▶ [GIVEN PROBLEM]:
Answer these questions about the reply on static columns:
1. What kind of listings does the writer use as an example of state?
2. In the preferred plan, what would the partition be used to keep, going backwards from the now state?
3. On what date did Benedict Elliott Smith write the quoted message?

I 100% agree with Benedict, but just to be clear about my use case

1) We have state of lets say real estate listings
2) We get field level deltas for them
3) Previously we would store the base state all the deltas in partition and 
roll them up from the beginning of time (this was a prototype and silly since 
there was no expiration strategy)
4) Preferred plan is to keep current state in a static map (i.e. one delta 
field only updates one cell) - we are MVCC but in the common case the latest 
version will be what we want
5) However we require history, so we’d use the partition to keep TTL deltas 
going backwards from the now state - this seems like a common pattern people 
would want. Note also that sometimes we might need to apply reverse deltas if 
C* is ahead of our SOLR indexes

The static columns and the regular columns ARE completely different in 
behavior/lifecycle, so I’d definitely vote for them being treated as such.


> On May 1, 2015, at 7:27 AM, Benedict Elliott Smith 
> <belliottsm...@datastax.com> wrote:
> 
>> 
>> How would it be different from creating an actual real extra table instead?

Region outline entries
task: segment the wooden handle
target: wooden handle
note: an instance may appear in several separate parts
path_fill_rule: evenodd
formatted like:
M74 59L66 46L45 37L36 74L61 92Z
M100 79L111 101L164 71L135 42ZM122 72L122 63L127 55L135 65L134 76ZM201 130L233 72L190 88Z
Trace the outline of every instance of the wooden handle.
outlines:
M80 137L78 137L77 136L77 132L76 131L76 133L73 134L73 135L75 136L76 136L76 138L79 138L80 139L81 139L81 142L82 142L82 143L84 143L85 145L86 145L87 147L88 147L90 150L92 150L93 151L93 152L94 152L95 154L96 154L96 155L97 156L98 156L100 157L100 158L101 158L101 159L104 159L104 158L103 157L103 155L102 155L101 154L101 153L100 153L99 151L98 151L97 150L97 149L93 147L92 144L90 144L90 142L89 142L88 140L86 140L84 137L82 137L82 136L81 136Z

---

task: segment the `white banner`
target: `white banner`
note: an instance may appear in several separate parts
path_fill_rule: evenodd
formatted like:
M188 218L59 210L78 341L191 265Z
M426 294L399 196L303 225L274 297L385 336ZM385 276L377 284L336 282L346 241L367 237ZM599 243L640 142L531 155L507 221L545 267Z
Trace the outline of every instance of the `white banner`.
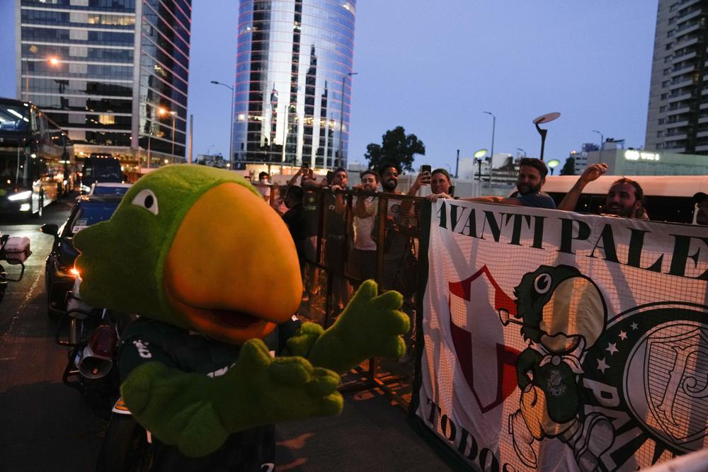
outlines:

...

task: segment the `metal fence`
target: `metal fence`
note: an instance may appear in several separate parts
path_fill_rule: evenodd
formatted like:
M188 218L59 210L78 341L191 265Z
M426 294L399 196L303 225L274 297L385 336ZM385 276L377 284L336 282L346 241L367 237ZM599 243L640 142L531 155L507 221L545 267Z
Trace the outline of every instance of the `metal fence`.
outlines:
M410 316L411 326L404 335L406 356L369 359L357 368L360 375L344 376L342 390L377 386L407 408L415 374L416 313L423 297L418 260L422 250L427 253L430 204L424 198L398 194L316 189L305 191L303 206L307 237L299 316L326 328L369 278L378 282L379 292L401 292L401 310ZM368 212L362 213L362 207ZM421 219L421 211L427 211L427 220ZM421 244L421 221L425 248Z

▶ [RESULT]:
1. Real estate listings.
2. TTL deltas.
3. May 1, 2015.